*WHAT THE EXERCISE ASKS:*
Copy the stretch of the Typhoon Haiyan relief passage from "Locally, we hear" through "now in Manila.", word for word.

When news of Haiyan spread the world over, Tang immediately raised funds by passing the hat among employees of the airport and then reached out to the Vietnamese Community of Houston and vicinities with the help of Kim Nguyen, former group president. They planned a walk-a-thon that would hopefully raise $150,000 for December 1 and the funds raised would be donated to the American Red Cross. This amount will match the previous donation of the Vietnamese community to the ARC.
Locally, we hear of local companies, civic groups and individuals lending their time, resources and expertise to the ravaged provinces and towns affected by the Yolanda until this time. Some operated from Manila through Oplan Hatid to ferry the victims to their relatives in Metro Manila or to halfway homes. This now mutated to Oplan Trabaho to provide employment for the Yolanda victims now in Manila.
Those involved in Oplan Hatid were professionals, who rushed each day to Villamor Air Base for three weeks after work, to ensure a ride for the “refugees” from Eastern and Western Visayas who have been rendered homeless and grieving over lost loved ones in the storm surges. The volunteers worked until the wee hours of the morning, took a short nap and then back to work and back to Villamor for three straight weeks.
Some of them were expats, who are least familiar with Metro Manila yet go through shantytowns and dangerous streets to bring their refugee to their temporary shelters without fearing for their own safety.

*INFORMATION GIVEN:*

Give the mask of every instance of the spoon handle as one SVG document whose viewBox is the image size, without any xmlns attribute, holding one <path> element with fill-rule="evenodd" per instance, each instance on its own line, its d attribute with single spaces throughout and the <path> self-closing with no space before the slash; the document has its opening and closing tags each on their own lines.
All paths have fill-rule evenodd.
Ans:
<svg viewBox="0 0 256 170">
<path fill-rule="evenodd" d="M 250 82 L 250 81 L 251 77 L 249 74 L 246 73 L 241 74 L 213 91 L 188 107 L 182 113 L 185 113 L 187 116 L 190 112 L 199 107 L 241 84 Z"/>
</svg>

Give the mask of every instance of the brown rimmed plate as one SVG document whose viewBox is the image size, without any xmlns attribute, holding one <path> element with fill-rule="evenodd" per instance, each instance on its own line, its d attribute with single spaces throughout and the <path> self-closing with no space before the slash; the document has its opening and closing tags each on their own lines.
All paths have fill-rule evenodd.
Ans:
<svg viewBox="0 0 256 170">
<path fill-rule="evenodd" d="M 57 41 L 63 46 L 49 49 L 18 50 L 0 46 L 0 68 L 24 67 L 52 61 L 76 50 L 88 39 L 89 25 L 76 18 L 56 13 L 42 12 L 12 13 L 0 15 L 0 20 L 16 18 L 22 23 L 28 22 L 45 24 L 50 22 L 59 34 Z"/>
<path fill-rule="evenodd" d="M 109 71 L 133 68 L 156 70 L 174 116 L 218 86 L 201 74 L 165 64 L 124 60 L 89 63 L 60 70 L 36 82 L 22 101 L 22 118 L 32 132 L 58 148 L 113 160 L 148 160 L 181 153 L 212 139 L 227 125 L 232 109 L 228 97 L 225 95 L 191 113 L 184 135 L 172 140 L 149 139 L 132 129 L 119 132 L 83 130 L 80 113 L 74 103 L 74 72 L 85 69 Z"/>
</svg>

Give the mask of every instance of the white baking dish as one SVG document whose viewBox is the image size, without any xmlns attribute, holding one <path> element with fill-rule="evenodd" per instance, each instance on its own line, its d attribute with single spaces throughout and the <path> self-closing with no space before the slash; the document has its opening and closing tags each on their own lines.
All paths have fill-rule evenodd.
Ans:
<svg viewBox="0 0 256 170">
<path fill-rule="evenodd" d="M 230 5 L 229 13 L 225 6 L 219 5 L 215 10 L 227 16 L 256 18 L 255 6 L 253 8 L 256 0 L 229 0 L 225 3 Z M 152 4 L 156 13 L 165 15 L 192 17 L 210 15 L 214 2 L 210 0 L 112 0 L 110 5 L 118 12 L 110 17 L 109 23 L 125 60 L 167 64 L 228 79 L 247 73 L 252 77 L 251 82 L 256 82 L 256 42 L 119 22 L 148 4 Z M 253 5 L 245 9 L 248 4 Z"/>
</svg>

*REPLY TO THE TASK:*
Locally, we hear of local companies, civic groups and individuals lending their time, resources and expertise to the ravaged provinces and towns affected by the Yolanda until this time. Some operated from Manila through Oplan Hatid to ferry the victims to their relatives in Metro Manila or to halfway homes. This now mutated to Oplan Trabaho to provide employment for the Yolanda victims now in Manila.